■ **Task description**: Find the line that contains "Every instance of the seal eye" in the entries below. Output it and each later line exactly, and nothing else.

(Supplied records begins)

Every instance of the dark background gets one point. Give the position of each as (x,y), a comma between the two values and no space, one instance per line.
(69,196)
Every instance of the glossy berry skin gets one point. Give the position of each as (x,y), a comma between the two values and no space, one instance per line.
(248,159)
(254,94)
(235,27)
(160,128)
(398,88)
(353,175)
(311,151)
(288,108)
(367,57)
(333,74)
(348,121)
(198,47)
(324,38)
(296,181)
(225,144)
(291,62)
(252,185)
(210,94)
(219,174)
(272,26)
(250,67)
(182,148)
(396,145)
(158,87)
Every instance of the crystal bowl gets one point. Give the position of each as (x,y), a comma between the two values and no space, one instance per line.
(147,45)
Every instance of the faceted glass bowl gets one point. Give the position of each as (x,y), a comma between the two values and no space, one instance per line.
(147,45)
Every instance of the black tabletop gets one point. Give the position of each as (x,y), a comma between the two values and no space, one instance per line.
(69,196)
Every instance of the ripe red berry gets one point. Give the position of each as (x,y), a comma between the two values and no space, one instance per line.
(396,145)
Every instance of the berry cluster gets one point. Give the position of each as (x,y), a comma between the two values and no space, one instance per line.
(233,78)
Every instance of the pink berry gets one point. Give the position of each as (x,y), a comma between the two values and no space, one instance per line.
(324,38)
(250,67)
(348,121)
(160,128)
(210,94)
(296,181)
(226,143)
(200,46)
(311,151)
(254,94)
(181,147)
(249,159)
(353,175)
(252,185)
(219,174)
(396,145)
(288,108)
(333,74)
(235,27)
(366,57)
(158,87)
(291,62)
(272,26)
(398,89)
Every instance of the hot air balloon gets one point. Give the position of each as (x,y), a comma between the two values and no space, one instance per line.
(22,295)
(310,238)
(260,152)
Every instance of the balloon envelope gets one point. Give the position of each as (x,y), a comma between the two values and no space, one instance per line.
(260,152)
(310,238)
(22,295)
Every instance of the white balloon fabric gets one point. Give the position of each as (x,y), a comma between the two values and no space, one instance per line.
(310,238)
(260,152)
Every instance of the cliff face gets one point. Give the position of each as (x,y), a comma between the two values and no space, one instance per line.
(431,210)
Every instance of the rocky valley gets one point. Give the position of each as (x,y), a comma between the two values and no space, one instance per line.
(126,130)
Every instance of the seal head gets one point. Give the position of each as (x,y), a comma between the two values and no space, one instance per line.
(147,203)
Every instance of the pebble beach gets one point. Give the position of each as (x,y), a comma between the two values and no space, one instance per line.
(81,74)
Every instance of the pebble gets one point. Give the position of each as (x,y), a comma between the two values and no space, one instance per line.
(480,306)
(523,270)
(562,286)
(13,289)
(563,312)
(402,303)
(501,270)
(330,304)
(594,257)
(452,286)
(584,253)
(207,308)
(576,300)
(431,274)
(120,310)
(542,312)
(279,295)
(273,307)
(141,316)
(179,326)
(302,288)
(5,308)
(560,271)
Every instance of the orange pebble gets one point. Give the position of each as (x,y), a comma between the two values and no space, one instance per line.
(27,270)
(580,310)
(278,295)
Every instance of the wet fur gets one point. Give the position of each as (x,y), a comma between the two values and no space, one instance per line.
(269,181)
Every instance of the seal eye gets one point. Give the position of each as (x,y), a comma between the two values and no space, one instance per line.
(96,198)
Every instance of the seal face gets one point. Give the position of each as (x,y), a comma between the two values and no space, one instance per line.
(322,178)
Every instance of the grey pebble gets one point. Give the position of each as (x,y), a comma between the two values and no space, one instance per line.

(Supplied records ends)

■ **Written reply**:
Every instance of the seal eye gets one point. Give the position of each as (x,y), a comma between the two values and no space, one instance per line.
(96,198)
Every instance of the seal face gets one point. Give the position of each as (x,y), a comma between the two values and no space, one instance per line.
(322,178)
Every instance of the grey pebble gets one point. Give the position of each as (x,y), a comma between the two values and no space, one instance per line.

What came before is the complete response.